**Listed entries:**
==================================================

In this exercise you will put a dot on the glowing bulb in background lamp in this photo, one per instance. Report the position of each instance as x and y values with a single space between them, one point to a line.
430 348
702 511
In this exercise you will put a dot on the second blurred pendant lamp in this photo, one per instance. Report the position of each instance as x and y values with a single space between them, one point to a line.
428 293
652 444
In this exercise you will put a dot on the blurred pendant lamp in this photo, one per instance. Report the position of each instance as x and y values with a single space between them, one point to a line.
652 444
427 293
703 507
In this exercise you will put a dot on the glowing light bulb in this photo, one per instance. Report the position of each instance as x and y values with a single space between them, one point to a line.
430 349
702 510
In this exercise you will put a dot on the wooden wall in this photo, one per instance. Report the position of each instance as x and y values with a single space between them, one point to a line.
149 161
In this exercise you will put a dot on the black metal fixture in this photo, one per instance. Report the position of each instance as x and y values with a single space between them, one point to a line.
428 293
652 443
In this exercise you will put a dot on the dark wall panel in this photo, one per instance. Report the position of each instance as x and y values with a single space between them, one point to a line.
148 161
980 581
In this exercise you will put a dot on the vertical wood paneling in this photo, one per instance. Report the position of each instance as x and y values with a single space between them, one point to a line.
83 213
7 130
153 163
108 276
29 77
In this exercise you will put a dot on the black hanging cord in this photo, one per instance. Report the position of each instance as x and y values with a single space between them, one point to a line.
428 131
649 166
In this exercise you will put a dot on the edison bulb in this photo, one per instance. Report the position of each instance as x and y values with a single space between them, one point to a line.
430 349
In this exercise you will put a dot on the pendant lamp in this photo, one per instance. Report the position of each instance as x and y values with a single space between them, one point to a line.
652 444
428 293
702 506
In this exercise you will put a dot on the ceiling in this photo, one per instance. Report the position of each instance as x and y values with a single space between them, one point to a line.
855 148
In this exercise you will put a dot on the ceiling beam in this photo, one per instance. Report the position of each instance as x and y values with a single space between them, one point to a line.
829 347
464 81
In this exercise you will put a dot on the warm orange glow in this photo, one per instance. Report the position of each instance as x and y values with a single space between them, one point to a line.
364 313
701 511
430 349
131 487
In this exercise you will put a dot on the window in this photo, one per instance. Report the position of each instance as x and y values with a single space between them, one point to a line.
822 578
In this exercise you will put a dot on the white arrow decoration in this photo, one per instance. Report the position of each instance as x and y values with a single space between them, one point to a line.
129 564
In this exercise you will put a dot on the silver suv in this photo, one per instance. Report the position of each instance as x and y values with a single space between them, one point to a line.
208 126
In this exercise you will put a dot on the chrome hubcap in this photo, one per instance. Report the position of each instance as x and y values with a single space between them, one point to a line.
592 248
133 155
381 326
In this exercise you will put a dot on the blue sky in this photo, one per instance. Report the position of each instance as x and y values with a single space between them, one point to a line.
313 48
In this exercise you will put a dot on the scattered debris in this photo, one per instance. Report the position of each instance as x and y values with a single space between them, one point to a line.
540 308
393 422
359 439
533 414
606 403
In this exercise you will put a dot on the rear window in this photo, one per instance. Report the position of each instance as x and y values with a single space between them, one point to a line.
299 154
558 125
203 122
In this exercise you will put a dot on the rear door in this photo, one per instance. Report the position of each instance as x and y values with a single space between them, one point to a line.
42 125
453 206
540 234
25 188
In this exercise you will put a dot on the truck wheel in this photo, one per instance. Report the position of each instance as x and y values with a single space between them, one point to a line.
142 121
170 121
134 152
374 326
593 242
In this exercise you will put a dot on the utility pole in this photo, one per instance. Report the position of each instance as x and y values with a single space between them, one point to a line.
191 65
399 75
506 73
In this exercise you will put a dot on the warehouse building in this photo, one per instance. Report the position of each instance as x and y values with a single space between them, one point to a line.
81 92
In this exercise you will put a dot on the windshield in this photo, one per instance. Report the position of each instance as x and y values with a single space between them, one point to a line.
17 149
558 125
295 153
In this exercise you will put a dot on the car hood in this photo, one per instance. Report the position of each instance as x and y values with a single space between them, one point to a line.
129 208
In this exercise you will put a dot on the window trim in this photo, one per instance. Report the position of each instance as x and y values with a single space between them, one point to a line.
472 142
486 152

==================================================

With the line containing "In this exercise you will put a dot on the warehouse" as the first and the last line of the records as the final one, print exactly the lines in that span.

In this exercise you will put a dot on the warehouse building in this photo, one per instance. Report the position of each instance as x and y values with a single space between them, one point to a line.
81 92
In this exercise you will put a dot on the windshield in this photo, one per instance. Report the position of each instance as x and y values with a single space between them, one point to a line.
17 149
558 125
295 153
In this exercise you will put a dot on the car hood in this photo, one per instance. Report the position of each instance as x and y values with a single space between them, one point to a line.
129 208
In this exercise you will put a dot on the window trim in this photo, one per instance. Report the position of each instance as x and y values with a single space between them, one point to a line.
472 142
486 152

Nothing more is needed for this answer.